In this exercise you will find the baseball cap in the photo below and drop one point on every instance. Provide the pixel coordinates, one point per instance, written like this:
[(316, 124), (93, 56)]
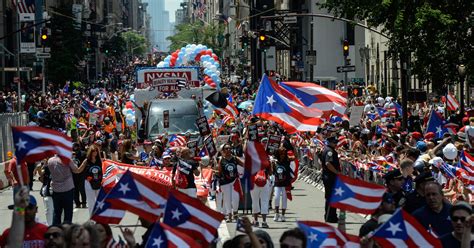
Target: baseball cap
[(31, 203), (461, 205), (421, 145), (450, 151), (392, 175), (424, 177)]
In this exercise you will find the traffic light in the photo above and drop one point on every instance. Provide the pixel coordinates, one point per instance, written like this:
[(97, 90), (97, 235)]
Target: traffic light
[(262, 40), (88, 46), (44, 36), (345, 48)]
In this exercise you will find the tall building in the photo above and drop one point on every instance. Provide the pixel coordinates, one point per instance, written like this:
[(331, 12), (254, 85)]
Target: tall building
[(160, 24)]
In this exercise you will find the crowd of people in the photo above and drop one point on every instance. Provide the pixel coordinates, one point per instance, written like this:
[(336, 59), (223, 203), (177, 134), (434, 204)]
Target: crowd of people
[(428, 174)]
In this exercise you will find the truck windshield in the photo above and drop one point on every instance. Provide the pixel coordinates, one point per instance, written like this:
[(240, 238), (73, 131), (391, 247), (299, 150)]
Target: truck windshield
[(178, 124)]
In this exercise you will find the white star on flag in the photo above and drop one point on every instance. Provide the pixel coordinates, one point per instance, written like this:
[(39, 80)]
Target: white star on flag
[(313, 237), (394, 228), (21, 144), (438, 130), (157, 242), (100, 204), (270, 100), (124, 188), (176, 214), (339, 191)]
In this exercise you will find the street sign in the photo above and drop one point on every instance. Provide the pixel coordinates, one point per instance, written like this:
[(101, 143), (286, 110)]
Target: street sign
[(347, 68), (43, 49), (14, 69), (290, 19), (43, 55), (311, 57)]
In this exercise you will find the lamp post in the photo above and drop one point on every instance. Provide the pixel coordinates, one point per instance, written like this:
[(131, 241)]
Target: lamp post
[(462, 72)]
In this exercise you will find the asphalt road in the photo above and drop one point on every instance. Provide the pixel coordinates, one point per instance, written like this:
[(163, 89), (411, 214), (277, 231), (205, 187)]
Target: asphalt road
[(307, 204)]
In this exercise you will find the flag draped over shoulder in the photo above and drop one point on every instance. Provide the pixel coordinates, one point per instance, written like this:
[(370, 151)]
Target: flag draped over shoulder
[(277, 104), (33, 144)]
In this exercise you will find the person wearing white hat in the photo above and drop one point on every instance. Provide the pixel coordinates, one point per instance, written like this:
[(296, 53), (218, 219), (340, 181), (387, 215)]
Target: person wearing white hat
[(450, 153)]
...
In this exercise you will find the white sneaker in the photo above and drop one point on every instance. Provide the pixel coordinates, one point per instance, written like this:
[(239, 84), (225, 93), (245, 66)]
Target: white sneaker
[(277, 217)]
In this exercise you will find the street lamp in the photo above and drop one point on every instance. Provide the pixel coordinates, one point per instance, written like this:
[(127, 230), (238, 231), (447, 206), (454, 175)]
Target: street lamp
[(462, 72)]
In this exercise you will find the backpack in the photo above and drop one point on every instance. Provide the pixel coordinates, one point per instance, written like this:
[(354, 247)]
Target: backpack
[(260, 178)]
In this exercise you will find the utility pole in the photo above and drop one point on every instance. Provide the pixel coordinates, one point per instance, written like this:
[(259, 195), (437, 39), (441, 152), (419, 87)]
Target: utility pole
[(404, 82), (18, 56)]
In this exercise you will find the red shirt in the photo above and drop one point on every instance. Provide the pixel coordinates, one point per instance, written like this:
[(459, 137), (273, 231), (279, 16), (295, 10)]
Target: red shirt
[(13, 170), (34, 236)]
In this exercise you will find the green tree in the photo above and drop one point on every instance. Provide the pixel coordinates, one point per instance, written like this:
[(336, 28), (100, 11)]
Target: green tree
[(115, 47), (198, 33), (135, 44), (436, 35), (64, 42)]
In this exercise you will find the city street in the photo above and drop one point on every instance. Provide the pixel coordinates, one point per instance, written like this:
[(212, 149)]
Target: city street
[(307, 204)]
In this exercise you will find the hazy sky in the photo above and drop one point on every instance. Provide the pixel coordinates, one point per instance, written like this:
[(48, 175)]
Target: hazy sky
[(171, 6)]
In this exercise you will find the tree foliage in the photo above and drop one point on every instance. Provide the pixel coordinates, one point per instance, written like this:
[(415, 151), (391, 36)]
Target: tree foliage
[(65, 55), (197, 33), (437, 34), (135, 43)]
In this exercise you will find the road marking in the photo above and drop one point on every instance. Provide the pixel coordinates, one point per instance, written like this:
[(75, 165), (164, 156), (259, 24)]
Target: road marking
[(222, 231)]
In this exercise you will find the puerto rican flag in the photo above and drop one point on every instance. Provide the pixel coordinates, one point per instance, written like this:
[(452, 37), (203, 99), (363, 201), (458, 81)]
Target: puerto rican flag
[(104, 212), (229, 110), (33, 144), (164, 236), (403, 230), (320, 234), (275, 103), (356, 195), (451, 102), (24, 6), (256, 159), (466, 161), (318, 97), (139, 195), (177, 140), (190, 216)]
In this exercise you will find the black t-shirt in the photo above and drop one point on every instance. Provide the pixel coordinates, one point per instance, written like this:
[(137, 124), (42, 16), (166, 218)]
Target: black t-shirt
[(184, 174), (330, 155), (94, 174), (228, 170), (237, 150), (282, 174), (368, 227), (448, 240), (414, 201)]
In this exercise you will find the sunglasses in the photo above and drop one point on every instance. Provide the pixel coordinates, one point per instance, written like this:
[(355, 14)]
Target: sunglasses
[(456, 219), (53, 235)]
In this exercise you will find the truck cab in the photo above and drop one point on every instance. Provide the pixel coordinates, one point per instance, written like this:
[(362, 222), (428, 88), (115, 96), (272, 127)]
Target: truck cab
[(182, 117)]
==
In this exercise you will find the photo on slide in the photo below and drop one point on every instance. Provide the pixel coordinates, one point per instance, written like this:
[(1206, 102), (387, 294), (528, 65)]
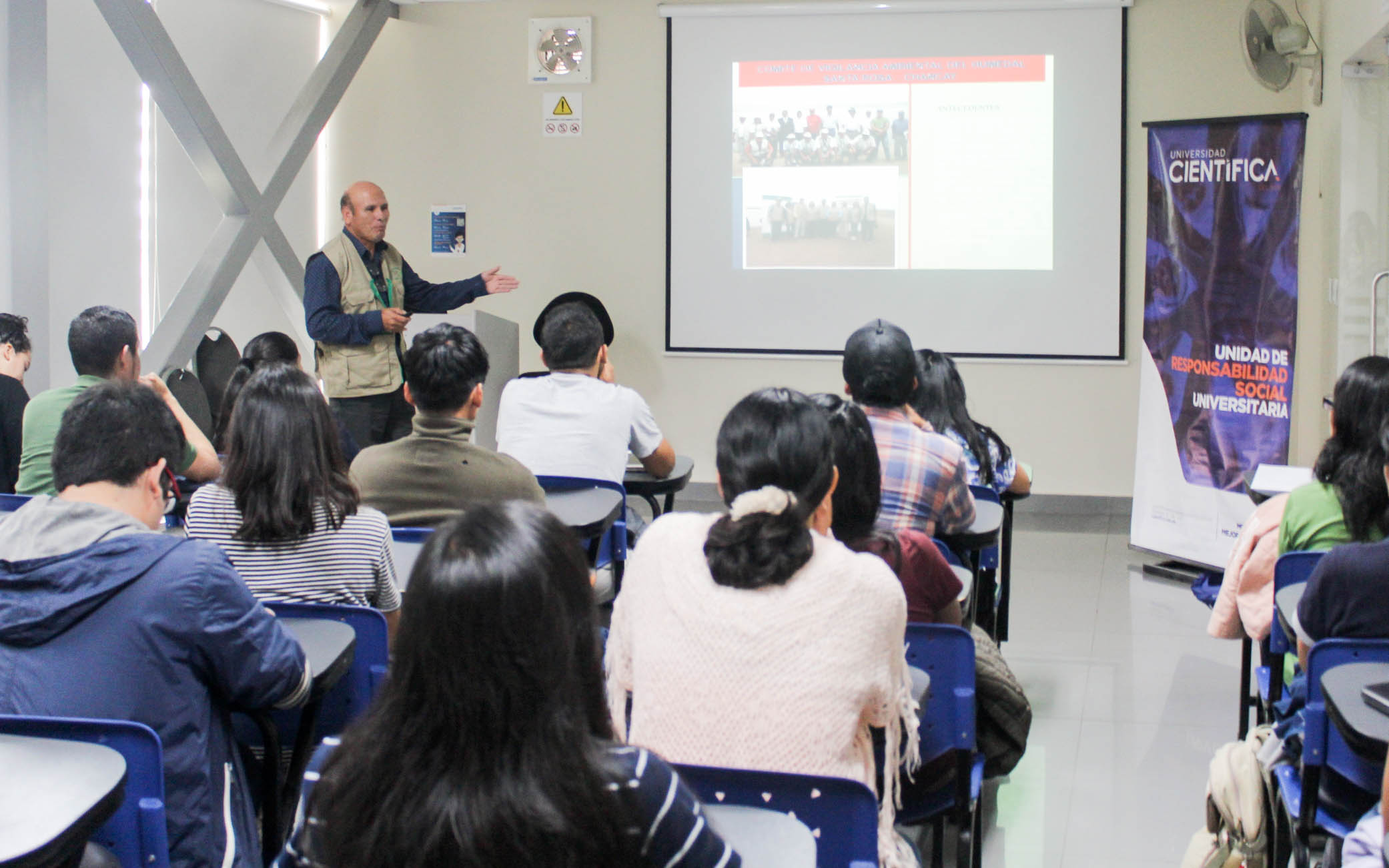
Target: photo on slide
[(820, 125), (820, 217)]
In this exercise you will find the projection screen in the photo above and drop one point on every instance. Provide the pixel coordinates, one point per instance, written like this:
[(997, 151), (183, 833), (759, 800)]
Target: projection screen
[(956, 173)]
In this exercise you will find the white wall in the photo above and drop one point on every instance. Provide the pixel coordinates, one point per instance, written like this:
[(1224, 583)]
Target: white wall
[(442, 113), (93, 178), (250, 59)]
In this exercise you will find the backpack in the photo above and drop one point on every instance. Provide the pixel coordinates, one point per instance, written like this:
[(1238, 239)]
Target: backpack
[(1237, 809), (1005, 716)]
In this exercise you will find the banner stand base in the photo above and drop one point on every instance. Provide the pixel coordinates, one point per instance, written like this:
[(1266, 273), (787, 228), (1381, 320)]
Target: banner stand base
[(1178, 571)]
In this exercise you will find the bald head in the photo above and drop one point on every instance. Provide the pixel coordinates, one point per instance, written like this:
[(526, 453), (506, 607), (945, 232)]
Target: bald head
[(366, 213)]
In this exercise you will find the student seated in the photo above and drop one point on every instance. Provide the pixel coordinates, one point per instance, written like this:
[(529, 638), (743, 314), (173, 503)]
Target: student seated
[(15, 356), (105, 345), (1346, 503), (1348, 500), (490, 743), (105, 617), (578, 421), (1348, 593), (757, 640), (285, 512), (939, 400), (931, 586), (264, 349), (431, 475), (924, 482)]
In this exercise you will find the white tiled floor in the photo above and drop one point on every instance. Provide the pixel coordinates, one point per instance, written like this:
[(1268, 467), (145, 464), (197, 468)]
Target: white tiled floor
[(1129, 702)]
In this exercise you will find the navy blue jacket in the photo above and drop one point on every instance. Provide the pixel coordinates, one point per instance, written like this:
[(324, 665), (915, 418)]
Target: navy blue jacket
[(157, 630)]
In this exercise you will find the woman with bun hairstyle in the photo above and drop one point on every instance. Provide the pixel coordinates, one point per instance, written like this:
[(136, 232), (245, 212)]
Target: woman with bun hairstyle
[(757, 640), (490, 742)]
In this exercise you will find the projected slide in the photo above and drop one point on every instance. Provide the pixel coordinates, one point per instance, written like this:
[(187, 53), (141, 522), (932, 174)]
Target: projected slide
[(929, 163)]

▶ _EXERCISE AIM_: Working from the entries above, find every line in which the word "below" occurs and copy it.

▶ _TASK RESPONSE_:
In this exercise you will find the baseball cap in the photo below and drop one point on every instance. Provide the pixel coordinates, one point per instance, written like this:
In this exercise you will find the photo on slide in the photo below and drop one point on every instance. Provide the pixel coordinates, one point per instance, written like this:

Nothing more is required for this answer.